GIVEN PROBLEM →
Reproduce the forum thread about entering Uber driving in TurboTax word for word, in full.

DOCUMENT EXCERPT →
There is a worksheet for your vehicle expenses, and also a place to list costs of your cell phone, etc.


----------



## Older Chauffeur (Oct 16, 2014)

Josho said:


> am talking about this:
> 
> 
> 
> http://imgur.com/95AV0HB


This doesn't look like Turbo Tax.


----------



## Josho (Nov 27, 2014)

Older Chauffeur said:


> This doesn't look like Turbo Tax.


Its turbo tax (home & business)

want to know what I put for fields here:



http://imgur.com/95AV0HB


for example for business name and address do I use my name and address? and did I "Acquire" business in current year? (I started driving for Uber that year). And for business description can I just put "Driving for Uber"?


----------



## Older Chauffeur (Oct 16, 2014)

Maybe you are using their online filing, which I have not used? Anyway, yes, I would use my name and answer questions based on factual information as best you can. You could use "contract rideshare" or "TNC driver" for the description, and acquire is about the same as starting the business in this situation. I'm guessing TurboTax is just trying to get a general idea for their program, not something that is vital in terminology for the IRS.


----------



## Older Chauffeur (Oct 16, 2014)

The TT I use has similar question, just in a different format. It also lets you look up the code for the type of business, and I've never found one that fit. I think I wound up with 00000 for that entry. I do private chauffeuring on my own, but I think it is close enough to Ubering classification-wise. I hope this helps.


----------



## Desert Driver (Nov 9, 2014)

Josho said:


> what do I enter in Business Info section in Turbotax?


Use code 56508 - slave earning a wage


----------

Labeled region data excerpts:
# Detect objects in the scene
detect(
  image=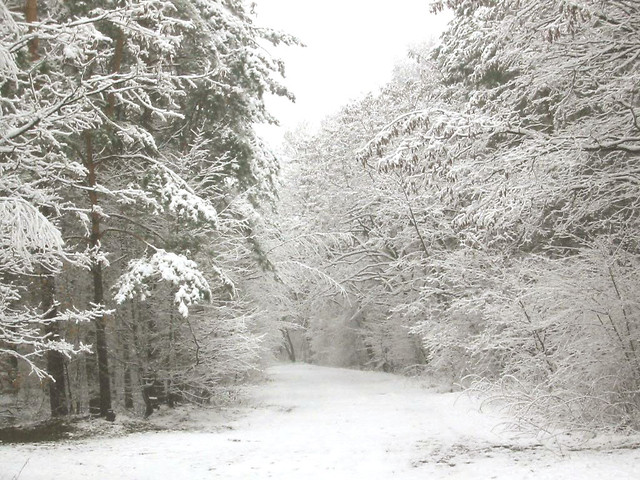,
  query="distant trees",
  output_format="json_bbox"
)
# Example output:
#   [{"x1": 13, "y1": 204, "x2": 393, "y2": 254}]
[
  {"x1": 0, "y1": 0, "x2": 295, "y2": 416},
  {"x1": 276, "y1": 0, "x2": 640, "y2": 428}
]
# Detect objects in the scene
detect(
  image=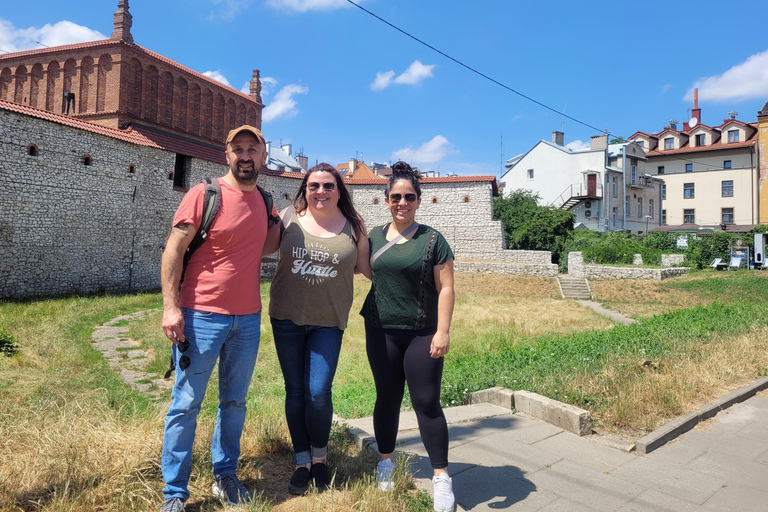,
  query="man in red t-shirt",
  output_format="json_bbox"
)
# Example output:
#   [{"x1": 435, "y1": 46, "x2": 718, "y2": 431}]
[{"x1": 161, "y1": 125, "x2": 280, "y2": 512}]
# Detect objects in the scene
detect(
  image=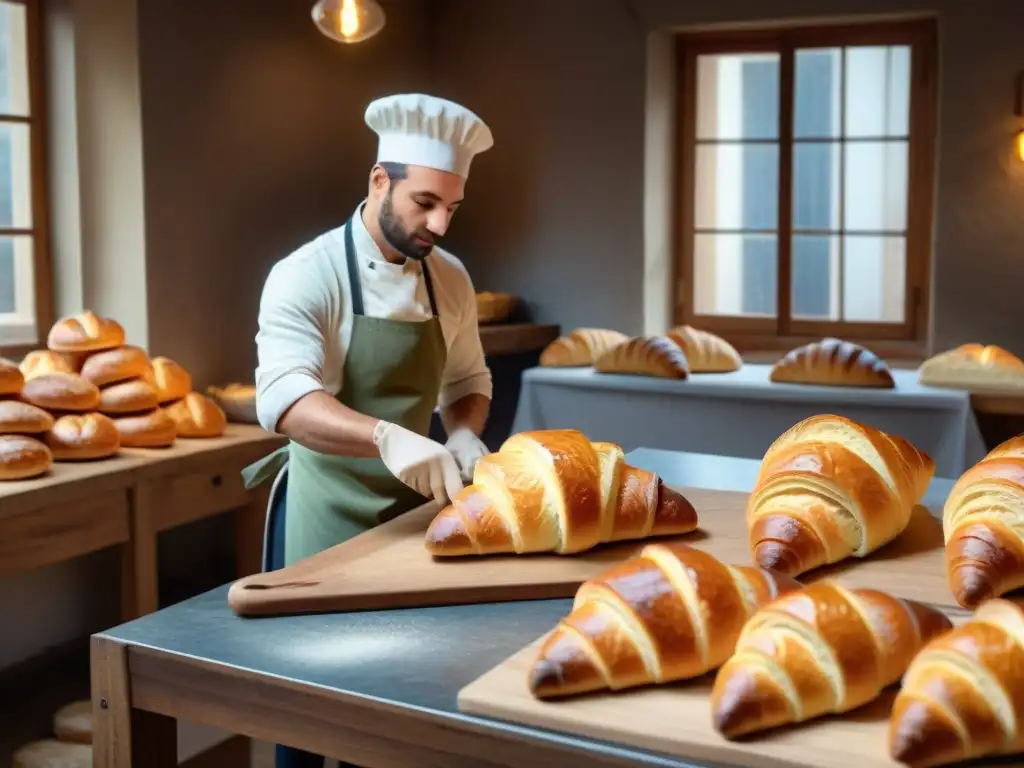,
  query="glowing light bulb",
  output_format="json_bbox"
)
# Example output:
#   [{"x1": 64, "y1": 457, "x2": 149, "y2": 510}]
[{"x1": 311, "y1": 0, "x2": 387, "y2": 43}]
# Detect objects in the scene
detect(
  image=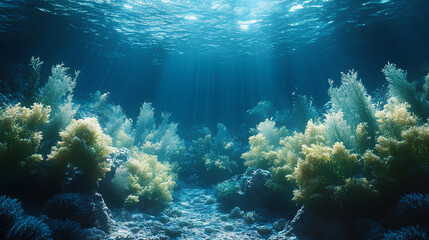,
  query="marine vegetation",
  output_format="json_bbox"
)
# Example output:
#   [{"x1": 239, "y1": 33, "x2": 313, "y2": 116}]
[
  {"x1": 112, "y1": 151, "x2": 176, "y2": 209},
  {"x1": 0, "y1": 103, "x2": 51, "y2": 181},
  {"x1": 0, "y1": 57, "x2": 429, "y2": 239},
  {"x1": 237, "y1": 63, "x2": 429, "y2": 214},
  {"x1": 47, "y1": 118, "x2": 113, "y2": 188}
]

RESPONSE TO THIS TASK →
There is a worksheet for your vehicle expenses, and also a place to list costs of your cell phone, etc.


----------



## Older Chauffeur (Oct 16, 2014)

Josho said:


> am talking about this:
> 
> 
> 
> http://imgur.com/95AV0HB


This doesn't look like Turbo Tax.


----------



## Josho (Nov 27, 2014)

Older Chauffeur said:


> This doesn't look like Turbo Tax.


Its turbo tax (home & business)

want to know what I put for fields here:



http://imgur.com/95AV0HB


for example for business name and address do I use my name and address? and did I "Acquire" business in current year? (I started driving for Uber that year). And for business description can I just put "Driving for Uber"?


----------



## Older Chauffeur (Oct 16, 2014)

Maybe you are using their online filing, which I have not used? Anyway, yes, I would use my name and answer questions based on factual information as best you can. You could use "contract rideshare" or "TNC driver" for the description, and acquire is about the same as starting the business in this situation. I'm guessing TurboTax is just trying to get a general idea for their program, not something that is vital in terminology for the IRS.


----------



## Older Chauffeur (Oct 16, 2014)

The TT I use has similar question, just in a different format. It also lets you look up the code for the type of business, and I've never found one that fit. I think I wound up with 00000 for that entry. I do private chauffeuring on my own, but I think it is close enough to Ubering classification-wise. I hope this helps.


----------



## Desert Driver (Nov 9, 2014)

Josho said:


> what do I enter in Business Info section in Turbotax?


Use code 56508 - slave earning a wage


----------